(Entries from a point annotation set)

## BEGIN

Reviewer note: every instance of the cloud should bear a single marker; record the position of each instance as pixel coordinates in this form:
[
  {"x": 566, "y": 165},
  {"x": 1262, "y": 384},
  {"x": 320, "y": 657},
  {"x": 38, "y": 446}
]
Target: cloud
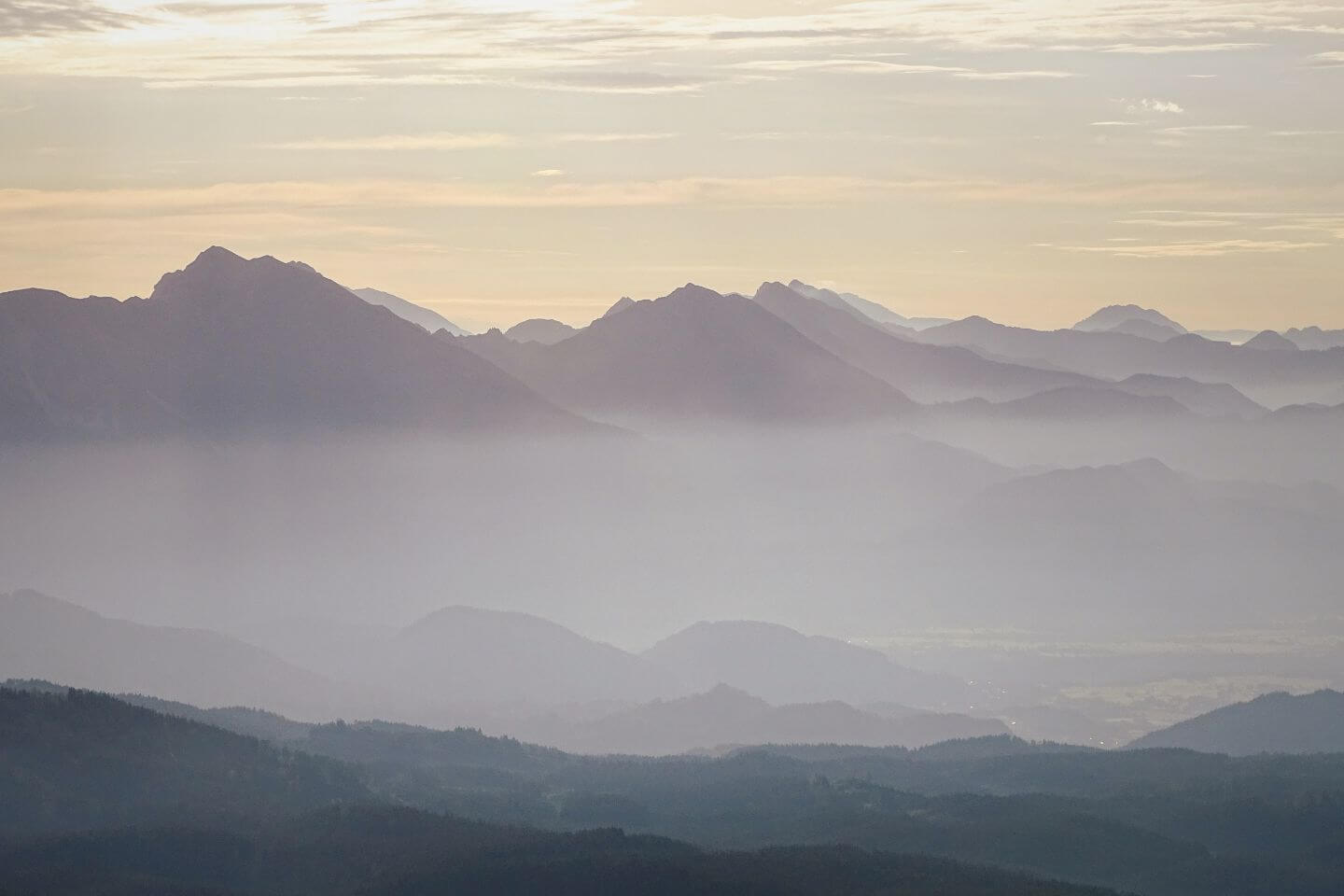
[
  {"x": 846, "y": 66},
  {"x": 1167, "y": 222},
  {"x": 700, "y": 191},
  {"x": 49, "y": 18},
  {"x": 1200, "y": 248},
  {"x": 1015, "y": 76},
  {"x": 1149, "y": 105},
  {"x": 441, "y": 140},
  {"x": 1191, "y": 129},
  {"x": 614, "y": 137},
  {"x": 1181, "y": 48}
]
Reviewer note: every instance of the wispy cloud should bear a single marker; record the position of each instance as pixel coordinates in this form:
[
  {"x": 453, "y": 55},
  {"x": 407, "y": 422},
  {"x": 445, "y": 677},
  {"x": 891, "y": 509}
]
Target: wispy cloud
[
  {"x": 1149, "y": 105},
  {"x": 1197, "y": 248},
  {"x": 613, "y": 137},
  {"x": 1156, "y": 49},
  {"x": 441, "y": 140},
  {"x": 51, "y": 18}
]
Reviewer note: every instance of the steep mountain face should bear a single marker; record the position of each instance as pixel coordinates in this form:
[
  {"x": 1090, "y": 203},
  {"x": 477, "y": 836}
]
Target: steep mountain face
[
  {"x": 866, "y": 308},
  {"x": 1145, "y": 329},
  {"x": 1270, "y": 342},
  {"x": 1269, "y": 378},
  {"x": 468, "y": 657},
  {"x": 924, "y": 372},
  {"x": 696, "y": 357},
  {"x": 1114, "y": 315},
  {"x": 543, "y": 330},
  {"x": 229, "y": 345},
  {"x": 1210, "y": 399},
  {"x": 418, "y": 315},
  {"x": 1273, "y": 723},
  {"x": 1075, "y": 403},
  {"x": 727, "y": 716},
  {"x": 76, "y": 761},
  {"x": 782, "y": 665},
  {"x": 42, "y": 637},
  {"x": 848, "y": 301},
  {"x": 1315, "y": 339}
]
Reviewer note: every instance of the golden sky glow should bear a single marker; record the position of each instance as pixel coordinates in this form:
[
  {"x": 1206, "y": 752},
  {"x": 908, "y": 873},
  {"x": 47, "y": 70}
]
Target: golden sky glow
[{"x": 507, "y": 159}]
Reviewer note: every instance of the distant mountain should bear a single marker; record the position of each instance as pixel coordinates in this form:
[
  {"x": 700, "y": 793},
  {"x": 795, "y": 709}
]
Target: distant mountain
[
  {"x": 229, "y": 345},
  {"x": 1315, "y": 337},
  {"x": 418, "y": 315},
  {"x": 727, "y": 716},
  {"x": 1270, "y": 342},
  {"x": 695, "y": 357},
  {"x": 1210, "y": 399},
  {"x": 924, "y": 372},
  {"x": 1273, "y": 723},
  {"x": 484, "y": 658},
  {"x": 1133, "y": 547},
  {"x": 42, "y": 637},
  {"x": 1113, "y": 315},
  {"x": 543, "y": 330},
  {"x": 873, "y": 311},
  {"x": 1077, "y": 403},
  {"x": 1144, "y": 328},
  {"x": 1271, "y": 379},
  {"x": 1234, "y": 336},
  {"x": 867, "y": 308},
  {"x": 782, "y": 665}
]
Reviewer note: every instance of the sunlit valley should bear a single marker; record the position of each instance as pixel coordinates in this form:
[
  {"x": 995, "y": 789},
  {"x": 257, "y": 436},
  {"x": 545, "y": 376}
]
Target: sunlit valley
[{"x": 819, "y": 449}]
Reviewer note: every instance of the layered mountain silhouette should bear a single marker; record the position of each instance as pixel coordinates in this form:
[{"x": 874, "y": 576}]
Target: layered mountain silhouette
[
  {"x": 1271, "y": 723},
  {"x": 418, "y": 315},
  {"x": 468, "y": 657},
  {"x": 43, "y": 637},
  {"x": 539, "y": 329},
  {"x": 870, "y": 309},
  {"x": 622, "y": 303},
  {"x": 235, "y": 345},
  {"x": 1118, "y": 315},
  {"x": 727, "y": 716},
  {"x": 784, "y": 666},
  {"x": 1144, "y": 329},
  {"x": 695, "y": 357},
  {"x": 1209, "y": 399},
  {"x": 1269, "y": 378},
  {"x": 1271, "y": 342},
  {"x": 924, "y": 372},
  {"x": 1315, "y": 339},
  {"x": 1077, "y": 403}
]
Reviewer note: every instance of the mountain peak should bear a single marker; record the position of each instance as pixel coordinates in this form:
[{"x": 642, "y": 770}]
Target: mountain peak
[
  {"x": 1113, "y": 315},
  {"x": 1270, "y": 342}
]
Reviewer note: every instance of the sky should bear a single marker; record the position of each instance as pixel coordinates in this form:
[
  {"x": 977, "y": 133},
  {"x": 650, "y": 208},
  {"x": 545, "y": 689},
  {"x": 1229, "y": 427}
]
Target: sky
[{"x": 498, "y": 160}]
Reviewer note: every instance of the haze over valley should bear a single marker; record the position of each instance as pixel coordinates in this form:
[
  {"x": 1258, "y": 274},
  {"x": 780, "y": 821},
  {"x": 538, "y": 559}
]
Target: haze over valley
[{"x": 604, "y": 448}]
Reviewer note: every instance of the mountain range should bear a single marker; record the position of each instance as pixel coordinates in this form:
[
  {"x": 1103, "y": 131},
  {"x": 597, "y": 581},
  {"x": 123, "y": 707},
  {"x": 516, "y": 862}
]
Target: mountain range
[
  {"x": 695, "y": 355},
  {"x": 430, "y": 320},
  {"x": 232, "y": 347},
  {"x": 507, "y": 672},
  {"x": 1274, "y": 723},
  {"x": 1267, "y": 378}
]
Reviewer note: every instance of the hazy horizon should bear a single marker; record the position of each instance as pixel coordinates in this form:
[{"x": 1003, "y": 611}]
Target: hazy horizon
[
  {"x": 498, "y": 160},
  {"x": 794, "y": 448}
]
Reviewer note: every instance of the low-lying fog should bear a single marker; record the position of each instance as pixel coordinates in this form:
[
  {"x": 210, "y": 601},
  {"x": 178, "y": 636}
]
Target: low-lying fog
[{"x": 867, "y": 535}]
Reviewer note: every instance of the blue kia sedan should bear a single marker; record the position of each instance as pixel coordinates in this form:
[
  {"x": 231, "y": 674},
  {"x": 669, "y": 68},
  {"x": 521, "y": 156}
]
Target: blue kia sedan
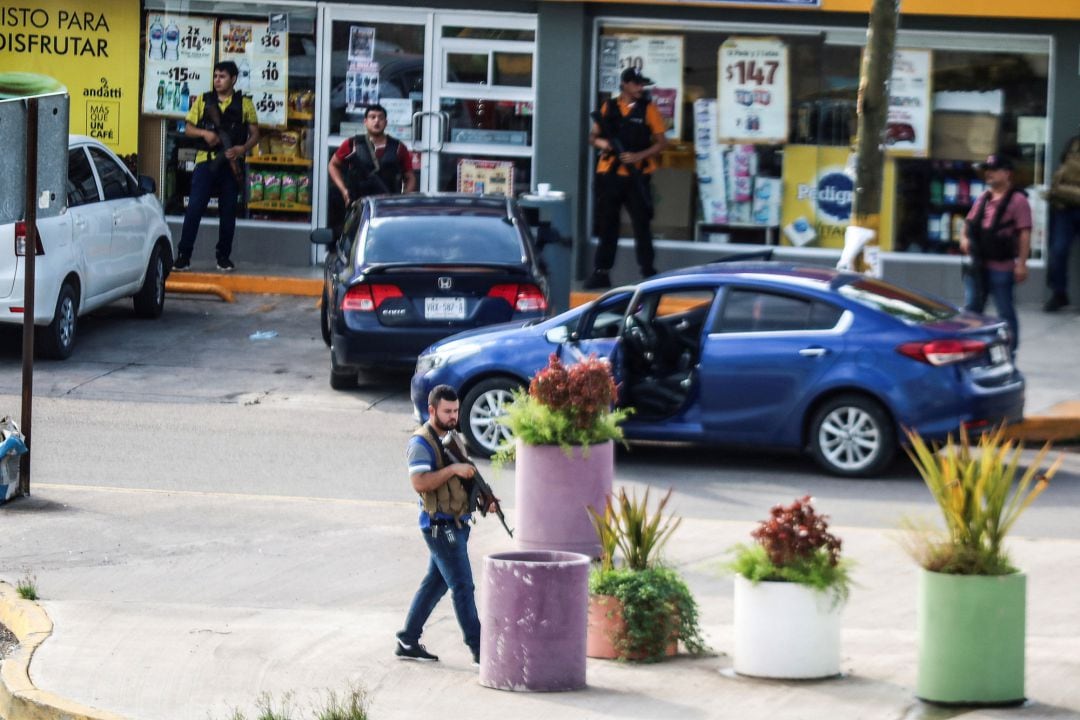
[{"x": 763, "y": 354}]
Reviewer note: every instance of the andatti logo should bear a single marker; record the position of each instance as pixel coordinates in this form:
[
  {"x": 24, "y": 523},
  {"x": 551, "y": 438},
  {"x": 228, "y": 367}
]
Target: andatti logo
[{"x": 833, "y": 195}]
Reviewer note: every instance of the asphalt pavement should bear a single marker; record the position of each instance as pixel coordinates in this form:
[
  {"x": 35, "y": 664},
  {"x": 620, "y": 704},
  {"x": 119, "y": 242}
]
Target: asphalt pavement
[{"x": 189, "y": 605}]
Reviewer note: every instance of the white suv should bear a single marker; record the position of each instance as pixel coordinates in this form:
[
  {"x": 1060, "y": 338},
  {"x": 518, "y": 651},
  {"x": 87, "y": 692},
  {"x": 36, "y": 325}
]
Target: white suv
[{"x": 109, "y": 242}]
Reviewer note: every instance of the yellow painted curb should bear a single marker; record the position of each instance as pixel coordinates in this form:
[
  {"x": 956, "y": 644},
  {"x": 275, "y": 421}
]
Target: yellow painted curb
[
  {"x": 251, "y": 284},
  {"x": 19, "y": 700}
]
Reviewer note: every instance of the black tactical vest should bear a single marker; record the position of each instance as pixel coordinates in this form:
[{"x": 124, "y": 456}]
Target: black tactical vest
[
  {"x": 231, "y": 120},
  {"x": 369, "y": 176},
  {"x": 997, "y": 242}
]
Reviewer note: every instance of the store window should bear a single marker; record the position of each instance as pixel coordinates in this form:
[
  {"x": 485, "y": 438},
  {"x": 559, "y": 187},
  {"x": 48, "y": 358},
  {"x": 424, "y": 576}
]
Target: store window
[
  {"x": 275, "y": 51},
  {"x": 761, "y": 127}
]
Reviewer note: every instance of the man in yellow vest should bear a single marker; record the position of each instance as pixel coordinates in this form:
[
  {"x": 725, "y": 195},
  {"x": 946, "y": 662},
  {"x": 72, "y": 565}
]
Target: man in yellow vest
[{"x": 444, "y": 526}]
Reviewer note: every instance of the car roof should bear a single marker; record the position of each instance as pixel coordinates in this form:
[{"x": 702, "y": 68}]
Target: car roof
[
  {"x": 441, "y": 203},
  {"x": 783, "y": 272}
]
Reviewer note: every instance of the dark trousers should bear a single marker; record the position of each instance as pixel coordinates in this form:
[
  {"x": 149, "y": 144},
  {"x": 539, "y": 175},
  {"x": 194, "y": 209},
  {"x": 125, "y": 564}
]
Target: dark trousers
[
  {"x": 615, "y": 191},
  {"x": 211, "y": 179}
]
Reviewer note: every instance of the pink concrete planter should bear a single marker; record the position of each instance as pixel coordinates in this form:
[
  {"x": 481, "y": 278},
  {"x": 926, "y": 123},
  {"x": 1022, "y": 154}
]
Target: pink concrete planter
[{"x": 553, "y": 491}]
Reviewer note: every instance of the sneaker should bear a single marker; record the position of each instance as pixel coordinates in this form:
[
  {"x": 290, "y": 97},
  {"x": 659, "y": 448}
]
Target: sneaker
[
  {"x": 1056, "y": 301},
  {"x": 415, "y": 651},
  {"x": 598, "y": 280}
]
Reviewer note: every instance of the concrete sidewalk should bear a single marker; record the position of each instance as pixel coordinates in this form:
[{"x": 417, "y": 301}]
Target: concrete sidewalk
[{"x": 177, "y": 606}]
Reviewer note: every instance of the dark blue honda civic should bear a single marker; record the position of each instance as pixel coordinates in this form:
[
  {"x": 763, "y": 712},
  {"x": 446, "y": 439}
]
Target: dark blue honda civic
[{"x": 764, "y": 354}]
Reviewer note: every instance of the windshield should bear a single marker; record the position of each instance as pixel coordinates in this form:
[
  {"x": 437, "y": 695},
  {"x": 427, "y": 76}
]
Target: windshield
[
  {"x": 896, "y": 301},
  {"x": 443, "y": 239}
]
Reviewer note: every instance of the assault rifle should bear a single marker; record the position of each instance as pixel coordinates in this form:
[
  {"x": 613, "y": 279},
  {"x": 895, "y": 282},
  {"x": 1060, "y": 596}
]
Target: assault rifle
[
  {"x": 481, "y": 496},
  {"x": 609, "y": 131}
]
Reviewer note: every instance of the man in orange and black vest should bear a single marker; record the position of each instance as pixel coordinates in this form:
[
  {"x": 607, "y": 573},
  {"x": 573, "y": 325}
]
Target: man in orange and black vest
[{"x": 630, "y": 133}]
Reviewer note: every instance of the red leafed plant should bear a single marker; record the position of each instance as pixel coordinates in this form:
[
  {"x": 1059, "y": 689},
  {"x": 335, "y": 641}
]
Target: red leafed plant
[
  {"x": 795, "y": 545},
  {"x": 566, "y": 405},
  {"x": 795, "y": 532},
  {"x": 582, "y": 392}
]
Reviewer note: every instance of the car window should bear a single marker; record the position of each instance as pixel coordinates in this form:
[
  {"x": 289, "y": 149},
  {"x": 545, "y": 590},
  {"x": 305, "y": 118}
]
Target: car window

## END

▶ [WHAT YOU ARE ASKED TO DO]: Repeat exactly, and only, the lines from the one containing "Reviewer note: every instance of the red" through the end of the material.

▶ [EXERCISE SOLUTION]:
Reviewer note: every instance of the red leafed plant should bear a single marker; record the position of each instance as pixel coordinates in this form:
[
  {"x": 1059, "y": 689},
  {"x": 335, "y": 641}
]
Target: red leafed plant
[
  {"x": 795, "y": 545},
  {"x": 566, "y": 405},
  {"x": 795, "y": 532},
  {"x": 582, "y": 392}
]
Reviewer note: every instance of the car window should bear a single marker; record the position of each instance as pixel coordinates in this form:
[
  {"x": 289, "y": 149},
  {"x": 545, "y": 590},
  {"x": 305, "y": 118}
]
Target: car window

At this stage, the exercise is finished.